(Given records Opens)
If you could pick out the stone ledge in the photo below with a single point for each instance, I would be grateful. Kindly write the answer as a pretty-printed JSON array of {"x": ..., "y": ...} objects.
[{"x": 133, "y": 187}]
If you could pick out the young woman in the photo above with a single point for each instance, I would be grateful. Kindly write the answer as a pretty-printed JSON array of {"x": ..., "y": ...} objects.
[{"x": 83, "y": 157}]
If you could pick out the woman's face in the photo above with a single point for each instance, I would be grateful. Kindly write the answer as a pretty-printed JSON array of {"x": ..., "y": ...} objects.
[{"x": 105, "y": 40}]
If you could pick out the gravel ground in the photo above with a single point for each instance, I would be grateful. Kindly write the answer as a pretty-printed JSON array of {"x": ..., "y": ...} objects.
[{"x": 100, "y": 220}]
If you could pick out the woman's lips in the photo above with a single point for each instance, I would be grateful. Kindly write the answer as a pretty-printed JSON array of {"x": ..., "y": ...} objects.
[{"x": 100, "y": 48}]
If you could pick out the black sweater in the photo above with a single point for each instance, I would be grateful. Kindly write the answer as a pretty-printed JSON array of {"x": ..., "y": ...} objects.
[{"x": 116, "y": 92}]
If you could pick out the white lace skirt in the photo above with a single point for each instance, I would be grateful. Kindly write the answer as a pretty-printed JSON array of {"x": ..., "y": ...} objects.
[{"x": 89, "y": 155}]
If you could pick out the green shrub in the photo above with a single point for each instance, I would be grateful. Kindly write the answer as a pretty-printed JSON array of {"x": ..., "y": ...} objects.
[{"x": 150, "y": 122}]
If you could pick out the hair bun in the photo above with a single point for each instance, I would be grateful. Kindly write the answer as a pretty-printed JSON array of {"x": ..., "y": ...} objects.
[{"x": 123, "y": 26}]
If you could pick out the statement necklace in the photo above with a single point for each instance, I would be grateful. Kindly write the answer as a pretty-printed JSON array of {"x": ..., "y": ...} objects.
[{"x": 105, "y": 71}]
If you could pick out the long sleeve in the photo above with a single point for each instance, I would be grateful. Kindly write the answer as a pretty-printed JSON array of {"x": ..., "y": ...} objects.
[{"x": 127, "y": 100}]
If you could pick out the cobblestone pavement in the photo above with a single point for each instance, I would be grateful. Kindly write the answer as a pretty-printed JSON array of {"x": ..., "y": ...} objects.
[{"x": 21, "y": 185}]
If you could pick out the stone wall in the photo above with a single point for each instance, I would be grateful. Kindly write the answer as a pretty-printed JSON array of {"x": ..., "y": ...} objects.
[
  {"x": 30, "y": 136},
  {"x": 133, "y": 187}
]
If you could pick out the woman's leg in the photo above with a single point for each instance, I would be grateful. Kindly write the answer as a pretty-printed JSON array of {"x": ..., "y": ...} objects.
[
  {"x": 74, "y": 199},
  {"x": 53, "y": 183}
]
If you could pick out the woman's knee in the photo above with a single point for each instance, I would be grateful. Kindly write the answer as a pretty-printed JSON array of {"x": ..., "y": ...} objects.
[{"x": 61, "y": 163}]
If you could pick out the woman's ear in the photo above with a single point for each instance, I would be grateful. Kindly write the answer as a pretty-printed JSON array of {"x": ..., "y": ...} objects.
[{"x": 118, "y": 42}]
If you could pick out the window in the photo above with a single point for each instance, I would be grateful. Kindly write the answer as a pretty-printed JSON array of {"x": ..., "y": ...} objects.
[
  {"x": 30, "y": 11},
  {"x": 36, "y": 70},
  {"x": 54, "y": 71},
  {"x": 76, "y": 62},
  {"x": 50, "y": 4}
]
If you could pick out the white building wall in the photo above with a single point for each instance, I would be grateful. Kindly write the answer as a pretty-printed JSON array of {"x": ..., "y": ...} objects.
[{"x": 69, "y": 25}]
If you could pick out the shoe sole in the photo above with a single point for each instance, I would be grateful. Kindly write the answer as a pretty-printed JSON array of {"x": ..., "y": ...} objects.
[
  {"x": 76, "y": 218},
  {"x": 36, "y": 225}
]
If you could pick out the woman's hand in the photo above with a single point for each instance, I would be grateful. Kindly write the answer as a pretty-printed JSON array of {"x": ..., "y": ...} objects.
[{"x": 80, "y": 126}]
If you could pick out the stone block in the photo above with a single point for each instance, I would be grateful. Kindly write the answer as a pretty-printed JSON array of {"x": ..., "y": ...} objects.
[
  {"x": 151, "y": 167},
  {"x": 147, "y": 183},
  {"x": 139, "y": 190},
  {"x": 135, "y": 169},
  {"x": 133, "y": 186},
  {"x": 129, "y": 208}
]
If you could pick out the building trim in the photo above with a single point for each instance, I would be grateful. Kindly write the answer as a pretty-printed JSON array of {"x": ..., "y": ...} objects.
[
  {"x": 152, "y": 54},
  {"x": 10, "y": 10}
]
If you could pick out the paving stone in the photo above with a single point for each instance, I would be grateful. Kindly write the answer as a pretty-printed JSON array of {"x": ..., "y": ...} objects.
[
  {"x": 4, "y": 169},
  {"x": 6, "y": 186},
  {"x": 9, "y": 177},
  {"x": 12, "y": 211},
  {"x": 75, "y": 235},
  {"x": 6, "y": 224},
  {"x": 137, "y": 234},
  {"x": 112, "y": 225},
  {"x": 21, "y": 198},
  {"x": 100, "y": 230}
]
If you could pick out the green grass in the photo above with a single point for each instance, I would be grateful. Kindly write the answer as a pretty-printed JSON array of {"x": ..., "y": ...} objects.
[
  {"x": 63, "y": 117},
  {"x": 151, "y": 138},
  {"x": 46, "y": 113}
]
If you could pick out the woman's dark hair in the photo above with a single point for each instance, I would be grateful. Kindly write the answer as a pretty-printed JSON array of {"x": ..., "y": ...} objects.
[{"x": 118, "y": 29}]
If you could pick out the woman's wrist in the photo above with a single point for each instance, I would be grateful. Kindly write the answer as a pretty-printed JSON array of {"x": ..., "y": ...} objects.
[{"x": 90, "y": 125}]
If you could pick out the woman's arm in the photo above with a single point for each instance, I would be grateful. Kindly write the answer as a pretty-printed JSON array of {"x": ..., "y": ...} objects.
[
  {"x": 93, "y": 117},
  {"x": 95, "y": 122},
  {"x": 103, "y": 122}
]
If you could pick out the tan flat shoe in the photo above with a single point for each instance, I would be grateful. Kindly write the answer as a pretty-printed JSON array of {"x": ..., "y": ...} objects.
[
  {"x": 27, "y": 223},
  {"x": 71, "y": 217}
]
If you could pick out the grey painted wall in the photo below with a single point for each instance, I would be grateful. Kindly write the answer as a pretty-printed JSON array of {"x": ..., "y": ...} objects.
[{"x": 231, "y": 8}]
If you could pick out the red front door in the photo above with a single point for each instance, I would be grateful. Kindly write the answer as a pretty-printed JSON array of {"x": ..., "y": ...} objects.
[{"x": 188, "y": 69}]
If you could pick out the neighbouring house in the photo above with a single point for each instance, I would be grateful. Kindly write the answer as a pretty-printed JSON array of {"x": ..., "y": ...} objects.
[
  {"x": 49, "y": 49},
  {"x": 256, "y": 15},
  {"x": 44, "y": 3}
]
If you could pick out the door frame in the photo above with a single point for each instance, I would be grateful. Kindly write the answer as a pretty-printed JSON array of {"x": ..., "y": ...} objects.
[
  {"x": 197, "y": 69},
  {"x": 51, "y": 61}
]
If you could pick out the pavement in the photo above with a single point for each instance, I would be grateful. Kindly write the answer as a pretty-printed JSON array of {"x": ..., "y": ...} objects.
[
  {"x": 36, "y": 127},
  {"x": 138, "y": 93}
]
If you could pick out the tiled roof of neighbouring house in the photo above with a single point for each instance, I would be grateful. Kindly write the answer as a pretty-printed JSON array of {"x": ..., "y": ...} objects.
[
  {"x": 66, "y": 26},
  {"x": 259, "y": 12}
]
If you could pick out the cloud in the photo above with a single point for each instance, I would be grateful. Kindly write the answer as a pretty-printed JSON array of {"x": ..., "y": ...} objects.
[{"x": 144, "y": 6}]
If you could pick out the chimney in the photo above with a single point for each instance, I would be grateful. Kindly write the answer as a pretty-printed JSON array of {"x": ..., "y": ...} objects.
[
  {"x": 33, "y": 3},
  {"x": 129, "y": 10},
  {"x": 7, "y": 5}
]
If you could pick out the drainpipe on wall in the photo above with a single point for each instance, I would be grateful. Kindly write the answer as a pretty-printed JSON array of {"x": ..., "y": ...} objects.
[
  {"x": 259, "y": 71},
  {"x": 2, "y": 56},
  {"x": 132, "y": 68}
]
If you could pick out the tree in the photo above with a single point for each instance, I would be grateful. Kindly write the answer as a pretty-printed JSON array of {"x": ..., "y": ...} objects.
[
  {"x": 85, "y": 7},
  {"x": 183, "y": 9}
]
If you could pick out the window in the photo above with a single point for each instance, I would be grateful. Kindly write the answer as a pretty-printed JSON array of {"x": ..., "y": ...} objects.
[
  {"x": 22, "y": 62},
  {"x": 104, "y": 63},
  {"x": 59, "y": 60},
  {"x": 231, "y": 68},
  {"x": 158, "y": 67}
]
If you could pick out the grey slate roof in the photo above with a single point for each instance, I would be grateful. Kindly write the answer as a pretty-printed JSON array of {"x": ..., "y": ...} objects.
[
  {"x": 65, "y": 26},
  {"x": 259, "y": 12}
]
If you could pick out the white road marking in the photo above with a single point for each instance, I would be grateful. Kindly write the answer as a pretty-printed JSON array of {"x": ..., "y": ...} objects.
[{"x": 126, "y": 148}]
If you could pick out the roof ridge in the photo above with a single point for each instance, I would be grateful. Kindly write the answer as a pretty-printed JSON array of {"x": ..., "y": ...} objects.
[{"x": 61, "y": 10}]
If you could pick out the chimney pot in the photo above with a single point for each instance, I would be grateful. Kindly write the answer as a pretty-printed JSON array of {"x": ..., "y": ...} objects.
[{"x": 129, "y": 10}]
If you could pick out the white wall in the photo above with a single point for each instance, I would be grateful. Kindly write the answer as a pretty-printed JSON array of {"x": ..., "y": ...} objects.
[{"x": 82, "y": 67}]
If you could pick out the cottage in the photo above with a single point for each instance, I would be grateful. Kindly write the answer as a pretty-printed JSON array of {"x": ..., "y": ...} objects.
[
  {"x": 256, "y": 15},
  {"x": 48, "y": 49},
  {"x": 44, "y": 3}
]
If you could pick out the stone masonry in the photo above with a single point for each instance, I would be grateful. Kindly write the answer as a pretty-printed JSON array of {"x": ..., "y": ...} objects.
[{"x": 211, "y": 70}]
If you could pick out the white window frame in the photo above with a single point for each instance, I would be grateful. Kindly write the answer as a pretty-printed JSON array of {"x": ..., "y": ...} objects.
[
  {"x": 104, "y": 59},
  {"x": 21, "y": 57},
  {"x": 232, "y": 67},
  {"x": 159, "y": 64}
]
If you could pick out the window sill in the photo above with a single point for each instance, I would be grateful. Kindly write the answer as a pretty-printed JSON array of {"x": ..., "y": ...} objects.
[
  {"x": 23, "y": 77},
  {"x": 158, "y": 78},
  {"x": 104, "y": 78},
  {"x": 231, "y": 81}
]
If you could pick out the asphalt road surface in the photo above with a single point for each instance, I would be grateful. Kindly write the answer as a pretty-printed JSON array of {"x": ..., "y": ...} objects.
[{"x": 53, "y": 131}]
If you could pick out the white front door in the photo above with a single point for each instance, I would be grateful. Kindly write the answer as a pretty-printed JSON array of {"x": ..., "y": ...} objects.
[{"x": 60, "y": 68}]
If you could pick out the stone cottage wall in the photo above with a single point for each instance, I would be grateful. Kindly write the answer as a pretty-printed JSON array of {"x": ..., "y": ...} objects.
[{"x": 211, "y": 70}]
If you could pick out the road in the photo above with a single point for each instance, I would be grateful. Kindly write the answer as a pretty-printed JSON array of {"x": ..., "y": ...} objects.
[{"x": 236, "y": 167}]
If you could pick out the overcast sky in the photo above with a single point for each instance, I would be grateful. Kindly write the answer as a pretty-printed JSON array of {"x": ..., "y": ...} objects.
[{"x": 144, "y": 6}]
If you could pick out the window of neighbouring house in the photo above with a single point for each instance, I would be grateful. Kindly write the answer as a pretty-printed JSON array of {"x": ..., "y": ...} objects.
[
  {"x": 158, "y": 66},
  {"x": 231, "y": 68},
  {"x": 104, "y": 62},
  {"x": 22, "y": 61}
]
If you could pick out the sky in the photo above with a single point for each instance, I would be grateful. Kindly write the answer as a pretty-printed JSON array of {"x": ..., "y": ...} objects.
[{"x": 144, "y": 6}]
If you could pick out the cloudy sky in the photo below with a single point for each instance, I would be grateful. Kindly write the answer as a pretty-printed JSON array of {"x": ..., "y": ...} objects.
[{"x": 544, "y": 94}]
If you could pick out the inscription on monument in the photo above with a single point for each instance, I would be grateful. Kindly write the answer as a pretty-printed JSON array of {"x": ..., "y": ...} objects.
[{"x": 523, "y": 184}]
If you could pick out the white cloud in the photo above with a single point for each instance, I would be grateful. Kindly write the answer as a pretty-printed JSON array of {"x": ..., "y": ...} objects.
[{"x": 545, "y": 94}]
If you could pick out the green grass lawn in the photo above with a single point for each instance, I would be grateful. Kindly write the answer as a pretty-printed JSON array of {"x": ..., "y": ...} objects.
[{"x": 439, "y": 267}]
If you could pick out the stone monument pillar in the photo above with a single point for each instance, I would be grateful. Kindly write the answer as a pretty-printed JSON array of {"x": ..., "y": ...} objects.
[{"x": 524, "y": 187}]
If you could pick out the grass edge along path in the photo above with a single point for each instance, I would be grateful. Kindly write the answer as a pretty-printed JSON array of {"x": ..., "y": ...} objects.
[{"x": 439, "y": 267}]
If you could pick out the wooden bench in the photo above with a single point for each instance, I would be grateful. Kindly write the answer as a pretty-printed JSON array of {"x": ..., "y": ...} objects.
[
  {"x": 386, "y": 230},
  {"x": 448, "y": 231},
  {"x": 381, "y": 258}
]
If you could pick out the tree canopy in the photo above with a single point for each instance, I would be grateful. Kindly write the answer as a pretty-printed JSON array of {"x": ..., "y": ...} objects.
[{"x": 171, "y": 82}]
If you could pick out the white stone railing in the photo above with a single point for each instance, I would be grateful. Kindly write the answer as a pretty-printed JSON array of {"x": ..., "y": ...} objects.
(Given records Closes)
Problem description: Copy, character for character, the lines from the line that holds "If you could pick out the wooden" through the final line of the records above.

Answer to this task:
If you could pick out the wooden bench in the photo above with a single point for each instance, I would be grateful. Kindly write the answer as a pretty-printed JSON array of {"x": ..., "y": ...} objects.
[
  {"x": 386, "y": 230},
  {"x": 448, "y": 231},
  {"x": 381, "y": 258}
]
If you could pick out the tree canopy in the photo above with a single point for each instance, I would be grateful. Kindly write the answer as a pretty-printed JSON array of {"x": ..., "y": ...} objects.
[{"x": 171, "y": 82}]
If you could pick out the white stone railing in the photo above with a single point for each instance, I would be grateful. Kindly write the answer as a pretty-printed JSON array of {"x": ..., "y": ...} objects.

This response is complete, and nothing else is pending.